===== TEXT PASSAGE =====
Large variations in the rates of hysterectomies across Australia has raised concerns many women are missing out on less invasive and highly effective treatments for painful female conditions.
A landmark report released on Wednesday 6 June 2017 by the Australian Commission on Safety and Quality in Healthcare shows that hysterectomy rates vary greatly from state to state, with surgeons in Victoria the most likely to prescribe the surgical procedure.
In fact, The Second Australian Atlas of Healthcare Variation found the highest rate of hysterectomy in Maryborough, Victoria was nearly seven times higher – 763 per 100,000 – than the lowest rate in Gunghalin, ACT at 115 per 100,000.
Professor Anne Duggan, a senior medical advisor for the commission, says the large variation is surprising and a conversation must be had about appropriate care.
“It’s a really interesting question of what’s going on in those sorts of places,” Duggan said.
Hysterectomy is the surgical removal of a woman’s uterus, or womb, and is commonly performed to treat uterine fibroids that cause pain, heavy bleeding and prolapse of the uterus.
It is generally becoming less common in developed countries, following the introduction of less invasive yet still highly effective treatment options such as endometrial ablation. However, hysterectomy in Australia remains more common than in many other comparable countries.
===== SOURCE MATERIAL =====
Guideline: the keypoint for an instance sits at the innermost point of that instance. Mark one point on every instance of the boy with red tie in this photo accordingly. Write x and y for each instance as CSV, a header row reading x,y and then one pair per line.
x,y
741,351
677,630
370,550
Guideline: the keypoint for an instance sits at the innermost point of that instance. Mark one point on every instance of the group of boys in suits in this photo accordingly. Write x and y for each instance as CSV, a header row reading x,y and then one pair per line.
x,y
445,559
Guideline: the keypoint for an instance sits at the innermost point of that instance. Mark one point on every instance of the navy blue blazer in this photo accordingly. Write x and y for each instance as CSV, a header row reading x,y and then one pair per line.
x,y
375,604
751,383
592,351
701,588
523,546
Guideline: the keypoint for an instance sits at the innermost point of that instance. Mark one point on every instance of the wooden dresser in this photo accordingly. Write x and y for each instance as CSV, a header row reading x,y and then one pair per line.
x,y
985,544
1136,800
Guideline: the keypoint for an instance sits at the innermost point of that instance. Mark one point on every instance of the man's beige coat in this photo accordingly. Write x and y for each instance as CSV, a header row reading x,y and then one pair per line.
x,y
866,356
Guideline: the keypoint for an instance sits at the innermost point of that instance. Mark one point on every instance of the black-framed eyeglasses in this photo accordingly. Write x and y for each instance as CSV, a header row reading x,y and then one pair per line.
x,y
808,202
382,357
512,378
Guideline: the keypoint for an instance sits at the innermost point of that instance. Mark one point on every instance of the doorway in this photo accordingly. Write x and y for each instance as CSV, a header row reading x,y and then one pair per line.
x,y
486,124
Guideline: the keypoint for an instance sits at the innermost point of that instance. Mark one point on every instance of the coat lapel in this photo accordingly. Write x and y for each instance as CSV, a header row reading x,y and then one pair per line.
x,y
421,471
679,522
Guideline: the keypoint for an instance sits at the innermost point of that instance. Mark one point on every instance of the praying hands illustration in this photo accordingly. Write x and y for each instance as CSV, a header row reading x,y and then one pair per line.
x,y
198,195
=====
- [REQUIRED ACTION A]: According to the hysterectomy article, what do uterine fibroids cause? List each one.
- [REQUIRED ACTION B]: Pick up the article on hysterectomy rates in Australia after its final sentence and keep writing it.
None of this material is needed.

- [FINAL ANSWER A]: Pain, heavy bleeding, and prolapse of the uterus.

- [FINAL ANSWER B]:
According to the Atlas, which examined more than 300 local areas nationally, the variation for endometrial ablation was even higher than hysterectomy.
The endometrial ablation rate was nearly 21 times higher in Burnie, Tasmania at 390 per 100,000 compared to the lowest rate in Fairfield, NSW at 19 per 100,000.
Again, this suggests that not all women are aware of the available treatment options, says Duggan
“You always expect to find some variation, and in many cases this is a good thing, as it shows the health system is responding to the higher or lower health needs or preferences of people in different areas,” Duggan declared. “But these very large differences we are seeing suggest some of this variation may be unwarranted.
“The goal is appropriate care: the right care for the right person at the right time.”